══ EXTRACT ══

Opioids are narcotics derived from opium. In the late 1990s, doctors were encouraged to provide “sufficient” pain relief for their patients by Purdue Pharmaceuticals and other drug manufacturers. The medical community was assured that Oxycontin was not addictive. CMS (Medicare and Medicaid) created a fifth vital sign: the subjective pain level of the patient. This was included with the four objective vital signs. Pain relief became a major goal.
Prescriptions for opioids soared. Of course, like every narcotic before it, Oxycontin really is addictive. Narcotic seeking patients in the ER increased. Press-Ganey surveys were used as extortion by some patients to increase the number of pills prescribed. Narcotic prescriptions went through the roof. Doctors overprescribed.
What are the consequences of this epidemic of opioid abuse?
- Nearly 130 people die of opioid overdosing each day in America.
- The Centers for Disease Control, the CDC, estimates that the cost just for prescription opioid abuse is over $78 billion a year.
- The use of IV drugs, including IV prescription opioids, is rising dramatically, as are the diseases spread by this practice: HIV and Hepatitis B & C.
- People addicted to opioids are switching to heroin.
- Babies are born in increasing numbers with neonatal abstinence syndrome, the name for narcotic withdrawal in newborns. The number of NAS babies born each year is now five times that in 2004.
- Symptoms of withdrawal can include diarrhea, excessive crying, irritability, seizures, inability to sleep.
- Babies with NAS can have physical problems, such as low birth weight, small head circumference, birth defects, Sudden Infant Death Syndrome (SIDS), prematurity, and behavioral issues.
- Total hospital costs for a NAS newborn are five times that of a normal newborn.
- NAS cost Medicaid almost $600 million in 2018. The costs continue to rise.
Recognition of the problem has led to the development of solutions. Increased use of drug rehabilitation programs, improvement of pain management protocols, and better, non-narcotic treatment of chronic pain has produced a leveling off of the rise in prescription opioid addiction.
As the number of narcotic prescriptions plummets along with the number of addicted patients, fewer NAS babies will be born. Fewer lives will be ruined.

═══

Reproduce the opioid passage word for word, beginning at the words "- Babies with" and stopping after "will be ruined.". Rely only on the opioid passage for what comes next.

══ PROVIDED MATERIAL ══

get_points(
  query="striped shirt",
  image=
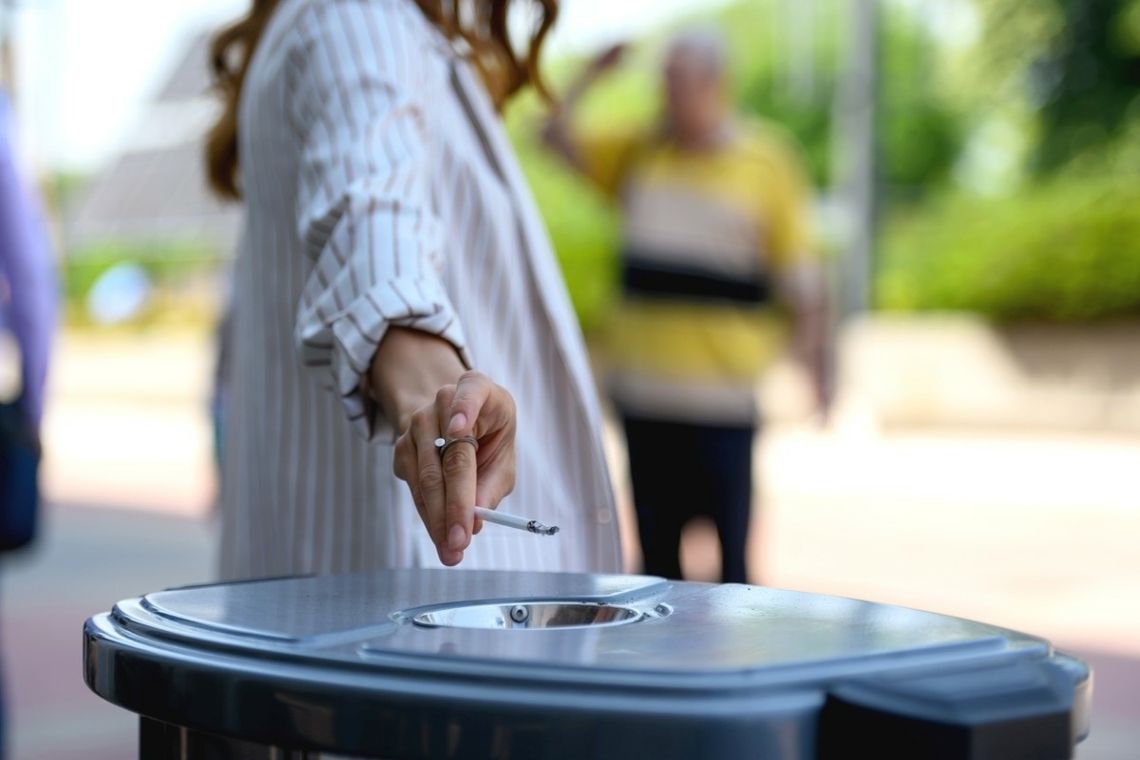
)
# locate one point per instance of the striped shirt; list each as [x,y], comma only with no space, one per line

═══
══ PROVIDED MATERIAL ══

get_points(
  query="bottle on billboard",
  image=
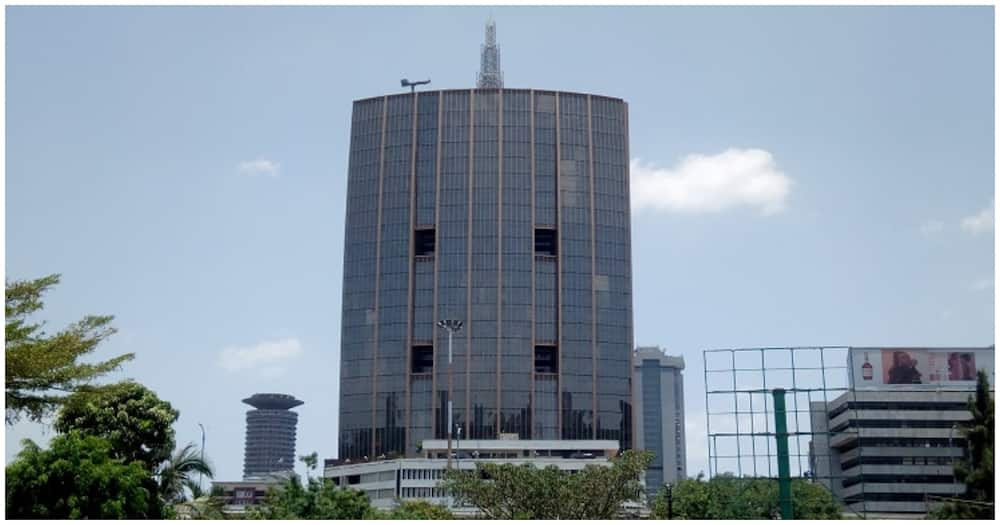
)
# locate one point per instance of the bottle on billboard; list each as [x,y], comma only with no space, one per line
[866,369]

═══

TASK OUTPUT:
- Babies with NAS can have physical problems, such as low birth weight, small head circumference, birth defects, Sudden Infant Death Syndrome (SIDS), prematurity, and behavioral issues.
- Total hospital costs for a NAS newborn are five times that of a normal newborn.
- NAS cost Medicaid almost $600 million in 2018. The costs continue to rise.
Recognition of the problem has led to the development of solutions. Increased use of drug rehabilitation programs, improvement of pain management protocols, and better, non-narcotic treatment of chronic pain has produced a leveling off of the rise in prescription opioid addiction.
As the number of narcotic prescriptions plummets along with the number of addicted patients, fewer NAS babies will be born. Fewer lives will be ruined.